= REQUIRED TASK A =
In the listing below, copy out the stretch from the line containing "Please drop a marker on every instance of the skin" through the line containing "<point>894,453</point>", with both ends and the requests included. Multiply every point coordinate in the answers by 2.05 and round to whole numbers, with halves rounded up, and give only those lines.

= PAGE EXCERPT =
Historically, neighborhoods have functioned as the social, political, and cultural webbing for families and children. This context links families and individuals to a set of norms, routines, and traditions. The social scripts embedded in the geography and culture of the neighborhood, if well known and well defined, become institutionalized practices for children and adults. Social actions flow from perceptions of safety and opportunity, expectations regarding appropriate parenting styles and child behavior, norms regarding home maintenance and respect for property. The neighborhood environment defines the formation of particular social networks among families and the levels of trust, familiarity, and face-to-face engagement among members.
Clusters of interlocking and corrosive conditions are persistent in high-risk neighborhoods, and are evidenced by the dense and dilapidated housing, a real and constant threat of violent crime, inadequate and inaccessible health care, a lack of employment opportunities that pay a living wage, and unreliable and limited public transportation. These concrete indicators of poverty and social isolation give rise to an insidious and entrenched culture of fear, disconnection, and distrust in high-risk neighborhoods. Families may be paralyzed by fear of gangs and guns. Omnipresent drug traffic and a constant threat of victimization minimize opportunities for interdependence and delimit social interaction among neighbors within the community. High transience rates in these neighborhoods lead to blocks of unstable and abandoned housing.
How does this social fabric influence children's well-being, particularly their success in schooling, when the population is so heavily marked by concentrated poverty, unemployment, low levels of education, and large numbers of struggling, single parents? How is a parent's pattern of involvement in home- and school-based learning activities affected by these neighborhood-level conditions–beyond individual characteristics (income, education, family structure)? These community-level conditions frame the challenging conditions for parents engaged in managing their children's educational experiences at home and at the school site. Researchers agree that these out-of-school environments constitute vital components that are deeply connected but external to students' experiences in formal school settings.

= RECORD EXCERPTS =
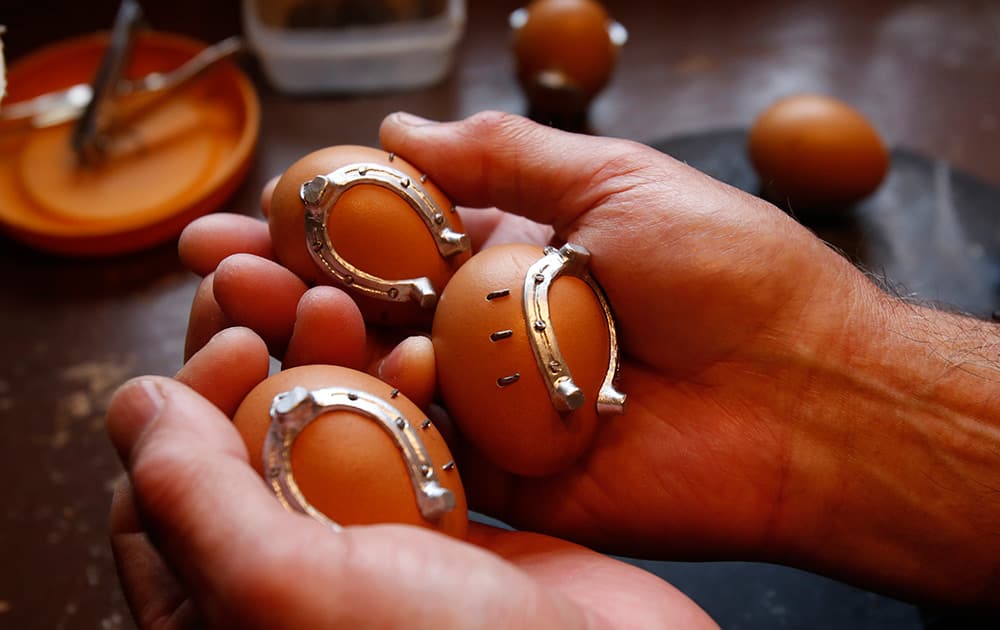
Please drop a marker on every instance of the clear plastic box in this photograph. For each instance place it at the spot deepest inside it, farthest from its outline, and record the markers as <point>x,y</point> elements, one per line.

--

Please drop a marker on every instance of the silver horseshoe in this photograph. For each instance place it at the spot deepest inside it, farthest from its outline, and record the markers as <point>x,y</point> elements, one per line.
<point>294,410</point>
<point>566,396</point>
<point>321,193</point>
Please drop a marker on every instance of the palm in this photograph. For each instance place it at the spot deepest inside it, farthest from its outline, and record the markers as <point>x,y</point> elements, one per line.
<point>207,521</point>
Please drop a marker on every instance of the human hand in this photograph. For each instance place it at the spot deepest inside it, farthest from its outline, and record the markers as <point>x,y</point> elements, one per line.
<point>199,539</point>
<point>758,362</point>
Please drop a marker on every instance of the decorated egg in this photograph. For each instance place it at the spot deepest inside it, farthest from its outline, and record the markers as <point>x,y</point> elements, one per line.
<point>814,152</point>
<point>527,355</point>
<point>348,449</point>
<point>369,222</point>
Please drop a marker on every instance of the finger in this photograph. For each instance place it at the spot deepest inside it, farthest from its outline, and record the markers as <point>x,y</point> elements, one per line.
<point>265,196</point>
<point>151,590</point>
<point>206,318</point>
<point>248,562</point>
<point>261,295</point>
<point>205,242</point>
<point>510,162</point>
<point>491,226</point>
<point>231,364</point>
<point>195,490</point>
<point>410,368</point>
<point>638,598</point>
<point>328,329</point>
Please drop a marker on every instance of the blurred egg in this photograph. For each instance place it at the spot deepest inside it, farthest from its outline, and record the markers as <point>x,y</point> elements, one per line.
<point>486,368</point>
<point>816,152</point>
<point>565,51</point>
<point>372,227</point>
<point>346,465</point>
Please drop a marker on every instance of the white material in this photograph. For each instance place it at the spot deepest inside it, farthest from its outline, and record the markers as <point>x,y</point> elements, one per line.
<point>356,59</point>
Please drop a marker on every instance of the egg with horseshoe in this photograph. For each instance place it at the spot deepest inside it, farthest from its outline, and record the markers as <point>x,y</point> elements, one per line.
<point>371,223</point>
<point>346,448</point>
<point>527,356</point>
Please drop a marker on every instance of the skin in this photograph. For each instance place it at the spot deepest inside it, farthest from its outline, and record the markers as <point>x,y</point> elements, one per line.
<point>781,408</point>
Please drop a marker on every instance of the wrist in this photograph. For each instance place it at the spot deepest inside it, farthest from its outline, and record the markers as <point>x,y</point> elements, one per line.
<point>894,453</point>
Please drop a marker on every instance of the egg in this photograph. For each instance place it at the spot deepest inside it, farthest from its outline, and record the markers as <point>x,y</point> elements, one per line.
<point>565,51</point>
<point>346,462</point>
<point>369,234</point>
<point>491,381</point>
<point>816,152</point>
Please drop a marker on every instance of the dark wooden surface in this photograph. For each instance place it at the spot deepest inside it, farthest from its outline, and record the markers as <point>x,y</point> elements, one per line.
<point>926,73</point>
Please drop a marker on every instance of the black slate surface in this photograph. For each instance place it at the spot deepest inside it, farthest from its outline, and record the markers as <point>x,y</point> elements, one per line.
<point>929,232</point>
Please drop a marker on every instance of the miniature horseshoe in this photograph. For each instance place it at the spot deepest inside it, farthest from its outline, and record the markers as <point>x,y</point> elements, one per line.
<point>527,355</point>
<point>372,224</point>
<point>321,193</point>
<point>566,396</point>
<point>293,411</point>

...

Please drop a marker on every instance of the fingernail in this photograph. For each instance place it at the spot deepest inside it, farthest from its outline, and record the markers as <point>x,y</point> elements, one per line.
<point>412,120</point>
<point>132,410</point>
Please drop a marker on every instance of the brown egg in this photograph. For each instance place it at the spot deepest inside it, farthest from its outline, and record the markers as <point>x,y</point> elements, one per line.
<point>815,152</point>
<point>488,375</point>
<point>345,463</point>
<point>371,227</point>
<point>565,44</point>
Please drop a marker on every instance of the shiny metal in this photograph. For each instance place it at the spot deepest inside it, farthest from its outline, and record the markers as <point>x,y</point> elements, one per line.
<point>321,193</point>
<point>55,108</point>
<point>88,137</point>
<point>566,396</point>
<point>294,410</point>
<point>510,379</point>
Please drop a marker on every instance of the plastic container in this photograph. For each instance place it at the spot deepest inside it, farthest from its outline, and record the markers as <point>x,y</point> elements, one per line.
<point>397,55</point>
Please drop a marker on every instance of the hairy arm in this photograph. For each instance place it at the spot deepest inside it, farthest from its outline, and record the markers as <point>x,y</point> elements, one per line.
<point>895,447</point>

= REQUIRED TASK B =
In the passage on neighborhoods, what do high transience rates in high-risk neighborhoods lead to?

= EXERCISE RESPONSE A =
Please drop a marker on every instance of the skin in this photograph. For each instance place it at the spot deepest inside it, farthest from its outline, and record the markers as <point>x,y</point> elements, one per line.
<point>1601,836</point>
Please drop a marker on every instance of the wrist in this photograph. For each instance place it at the spot deepest inside it, farthest from its outline, and record the markers as <point>x,y</point> elements, one per line.
<point>1833,929</point>

= EXERCISE RESPONSE B =
Blocks of unstable and abandoned housing.